• **REQUIREMENTS**
a. In the Power BI tutorial below, what character replaces the spaces in country names to build the Wikipedia link?
b. Continue the Power BI tutorial on adding prefixes and suffixes below, starting right after its last sentence.

• **PASSAGE PROVIDED**
# # # # # # #
Add Prefix and Suffix to a Text in Power BI: Generate Country Images and pages

Add prefix and suffix to a text column in Power BI and Power Query

There are many useful transformations in Power Query for Power BI. One of them is adding the prefix and suffix to a text column. These transformations are very simple to apply and have an immense value in building columns based on patterns and template texts. In this short video and article, I’ll explain how you can use this to add links to each country’s Wikipedia page, map in Google, and also show the flag image.

Video

Sample data

One of the ways you can learn about a transformation, is to use it in a sample that makes sense. That is why I go through a full example here. Let’s say I have a sample dataset like below;

List of countries as the sample dataset in Power BI

I populated this list from here if you are interested to follow using Get Data from Web. I am interested to have a link to the Wikipedia page of every country from my report. I realize the the Wikipedia page URL of a country looks like below;

https://en.wikipedia.org/wiki/New_Zealand

The “https://en.wikipedia.org/wiki/” part appears before every country name, and if the country name have space in the name, it has to be replace with the “_”. So I can do that in two steps;

REPLACE VALUE: Change the space to underscore

I can do this transformation with a simple REPLACE VALUE transformation;

Replace value used to change the space characters to “_”

I have created a duplicate of the Country column to have the original beside this new column. here is the result:

the replace value results in the dataset

Add Prefix

Now I can use Add Prefix under the Transform tab, Format, and Add Prefix.

Add Prefix in Power Query and Power BI

The Prefix I add is the URL before the country name, because the country name comes from the column itself.

Adding prefix to a column to build a country’s Wikipedia page link

This results in creating the link to the Wikipedia page. As simple as that.
# # # # # # #
• **DATA EXCERPT**
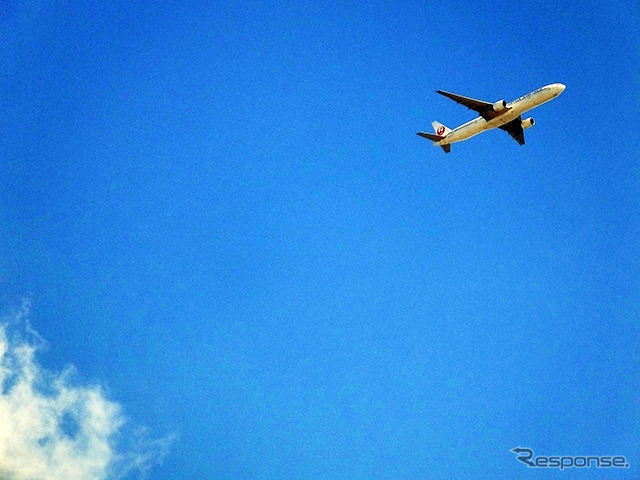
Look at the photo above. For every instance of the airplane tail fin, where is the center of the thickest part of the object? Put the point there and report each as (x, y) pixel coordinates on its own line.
(440, 129)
# # # # # # #
• **EXERCISE ANSWERS**
a. An underscore ("_").

b.
I can use the same approach for Google Maps, the URL for Google maps is like below;

https://www.google.com/maps/place/New+Zealand

This time, I need “+” instead of space, which means a usage of the Replace Value again, and the prefix would be everything before the country name;

Create the link to country’s map page using Add Prefix in Power Query and Power BI

Add Suffix: Image URL sample

And at last, let’s say I want to build an image URL for the flag of each country. This is what a sample URL looks like;

https://www.countries-ofthe-world.com/flags-normal/flag-of-New-Zealand.png

This time, we need “-” instead of the space in the name of the country. The “https://www.countries-ofthe-world.com/flags-normal/flag-of-” as the prefix, and “.png” as the suffix. You already know how to do the first two parts, I can do the last part just using the Add Suffix option.

Add Suffix in Power Query

using the “.png” as the suffix. and here is the my final table’s data;

The Wikipedia page, Google map link, and the flag image url created using Prefix and Suffix

Presentation

Lastly, I can present this data in the report. I just need to make sure that I set the correct Data Category for the column (read here to learn more about it).

Set data category in Power BI Desktop

The data category for the Flag column can be Image URL, and for the Map and WIKI page be Web URL. Here is the data presented in a table visual in Power BI finally;

presenting URL and images in the Power BI Desktop

Summary

There are many useful transformations for Text columns in the Power BI. Add Prefix and Suffix are two of those, which can help a lot when you want to generate a text value based on a pattern and values of a column.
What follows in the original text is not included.